■ **WORK TO COMPLETE**
Every entry must be duplicated precisely as written.

■ **TASK MATERIAL**
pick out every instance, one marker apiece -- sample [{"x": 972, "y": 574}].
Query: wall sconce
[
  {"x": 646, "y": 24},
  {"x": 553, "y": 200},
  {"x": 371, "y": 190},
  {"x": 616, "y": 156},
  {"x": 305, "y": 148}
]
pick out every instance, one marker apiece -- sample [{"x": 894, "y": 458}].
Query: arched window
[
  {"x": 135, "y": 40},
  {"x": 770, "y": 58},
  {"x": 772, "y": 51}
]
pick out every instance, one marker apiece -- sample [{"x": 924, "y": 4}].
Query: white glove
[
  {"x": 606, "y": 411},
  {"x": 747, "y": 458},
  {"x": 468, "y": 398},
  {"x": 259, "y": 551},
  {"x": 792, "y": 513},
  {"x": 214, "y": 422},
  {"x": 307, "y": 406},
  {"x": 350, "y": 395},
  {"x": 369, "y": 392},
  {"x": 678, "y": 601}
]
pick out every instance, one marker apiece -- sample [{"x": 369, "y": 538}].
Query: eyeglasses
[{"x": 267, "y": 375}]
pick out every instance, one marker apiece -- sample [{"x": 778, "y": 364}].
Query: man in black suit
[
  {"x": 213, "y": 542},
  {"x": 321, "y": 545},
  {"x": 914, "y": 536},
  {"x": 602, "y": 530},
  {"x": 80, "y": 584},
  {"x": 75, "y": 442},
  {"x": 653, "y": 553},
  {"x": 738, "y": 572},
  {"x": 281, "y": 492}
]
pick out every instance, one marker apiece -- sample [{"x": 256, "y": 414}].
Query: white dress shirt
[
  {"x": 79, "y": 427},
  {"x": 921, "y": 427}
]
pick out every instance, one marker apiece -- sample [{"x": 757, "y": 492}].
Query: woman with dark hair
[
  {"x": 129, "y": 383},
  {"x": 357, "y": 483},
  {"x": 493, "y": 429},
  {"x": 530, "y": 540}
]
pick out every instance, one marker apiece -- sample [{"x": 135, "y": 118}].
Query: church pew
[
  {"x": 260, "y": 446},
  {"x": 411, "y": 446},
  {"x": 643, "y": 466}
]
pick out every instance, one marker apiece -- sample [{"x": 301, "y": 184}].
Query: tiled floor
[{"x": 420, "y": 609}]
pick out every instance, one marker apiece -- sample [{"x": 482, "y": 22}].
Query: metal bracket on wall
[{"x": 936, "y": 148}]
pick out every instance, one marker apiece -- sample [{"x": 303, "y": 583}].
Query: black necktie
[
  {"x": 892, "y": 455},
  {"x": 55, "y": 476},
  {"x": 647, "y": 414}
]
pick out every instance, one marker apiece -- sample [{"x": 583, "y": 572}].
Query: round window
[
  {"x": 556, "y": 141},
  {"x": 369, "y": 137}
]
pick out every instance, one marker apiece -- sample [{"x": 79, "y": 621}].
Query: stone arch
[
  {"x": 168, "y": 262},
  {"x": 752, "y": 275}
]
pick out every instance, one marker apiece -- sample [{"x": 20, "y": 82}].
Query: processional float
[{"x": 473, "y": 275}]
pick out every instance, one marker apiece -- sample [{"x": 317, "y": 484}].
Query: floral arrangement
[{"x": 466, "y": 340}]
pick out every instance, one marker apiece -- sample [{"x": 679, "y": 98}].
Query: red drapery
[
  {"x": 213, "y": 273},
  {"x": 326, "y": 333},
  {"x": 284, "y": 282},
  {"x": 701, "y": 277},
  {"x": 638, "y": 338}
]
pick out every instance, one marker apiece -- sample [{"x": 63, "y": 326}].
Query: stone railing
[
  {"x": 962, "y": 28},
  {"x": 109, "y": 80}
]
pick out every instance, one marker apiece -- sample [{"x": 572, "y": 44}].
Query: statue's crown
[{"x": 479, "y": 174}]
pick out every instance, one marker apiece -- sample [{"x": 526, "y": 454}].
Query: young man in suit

■ **THE SOLUTION**
pick out every instance, one marker apiece -- sample [{"x": 972, "y": 574}].
Query: wall sconce
[
  {"x": 646, "y": 24},
  {"x": 553, "y": 200},
  {"x": 371, "y": 190},
  {"x": 616, "y": 156},
  {"x": 305, "y": 148}
]
pick out every instance, one marker apiece -- sample [{"x": 894, "y": 458}].
Query: arched window
[
  {"x": 135, "y": 40},
  {"x": 770, "y": 58},
  {"x": 772, "y": 51}
]
pick out every instance, one marker apiece -- sample [{"x": 924, "y": 4}].
Query: white glove
[
  {"x": 606, "y": 411},
  {"x": 747, "y": 458},
  {"x": 468, "y": 398},
  {"x": 259, "y": 551},
  {"x": 792, "y": 513},
  {"x": 214, "y": 422},
  {"x": 307, "y": 406},
  {"x": 350, "y": 395},
  {"x": 369, "y": 392},
  {"x": 678, "y": 601}
]
pick out every instance, one marker apiece -- sample [{"x": 369, "y": 538}].
Query: eyeglasses
[{"x": 267, "y": 375}]
pick out every instance, one marker apiece -- sample [{"x": 778, "y": 364}].
Query: man in black suit
[
  {"x": 213, "y": 542},
  {"x": 321, "y": 545},
  {"x": 914, "y": 536},
  {"x": 602, "y": 530},
  {"x": 80, "y": 584},
  {"x": 75, "y": 442},
  {"x": 653, "y": 553},
  {"x": 738, "y": 572},
  {"x": 281, "y": 492}
]
pick out every instance, one marker apiece -- sample [{"x": 256, "y": 414}].
Query: white dress shirt
[
  {"x": 79, "y": 427},
  {"x": 921, "y": 427}
]
pick out every instance, one marker apiece -- sample [{"x": 757, "y": 492}].
Query: woman with dark hair
[
  {"x": 129, "y": 383},
  {"x": 357, "y": 483},
  {"x": 493, "y": 429},
  {"x": 530, "y": 540}
]
pick out every instance, one marker apiece -- sample [{"x": 135, "y": 118}].
Query: church pew
[
  {"x": 260, "y": 446},
  {"x": 411, "y": 446},
  {"x": 643, "y": 466}
]
pick out every instance, one marker apiece -- sample [{"x": 301, "y": 184}].
Query: tiled floor
[{"x": 420, "y": 609}]
pick out every instance, one marker apiece -- sample [{"x": 482, "y": 22}].
Query: metal bracket on wall
[{"x": 936, "y": 148}]
pick out every instance, one marker apiece -- sample [{"x": 303, "y": 583}].
Query: black necktie
[
  {"x": 892, "y": 455},
  {"x": 55, "y": 476},
  {"x": 647, "y": 414}
]
pick out every instance, one marker apiece -- sample [{"x": 583, "y": 572}].
Query: round window
[
  {"x": 556, "y": 141},
  {"x": 369, "y": 137}
]
pick out every instance, one marker apiece -- sample [{"x": 79, "y": 621}].
Query: stone arch
[
  {"x": 168, "y": 262},
  {"x": 752, "y": 275}
]
pick out every instance, one marker apiece -- sample [{"x": 20, "y": 82}].
Query: processional float
[{"x": 473, "y": 275}]
pick out every instance, one marker apiece -- sample [{"x": 317, "y": 484}].
Query: floral arrangement
[{"x": 466, "y": 340}]
pick out every instance, one marker apiece -- sample [{"x": 679, "y": 98}].
Query: red drapery
[
  {"x": 213, "y": 273},
  {"x": 326, "y": 333},
  {"x": 284, "y": 282},
  {"x": 701, "y": 277},
  {"x": 638, "y": 338}
]
pick out every instance, one marker apiece -- sample [{"x": 63, "y": 326}].
Query: stone railing
[
  {"x": 962, "y": 28},
  {"x": 109, "y": 80}
]
pick out every instance, one marker apiece -- sample [{"x": 572, "y": 44}].
Query: statue's crown
[{"x": 479, "y": 174}]
pick out every instance, one marker apiece -- sample [{"x": 526, "y": 454}].
Query: young man in suit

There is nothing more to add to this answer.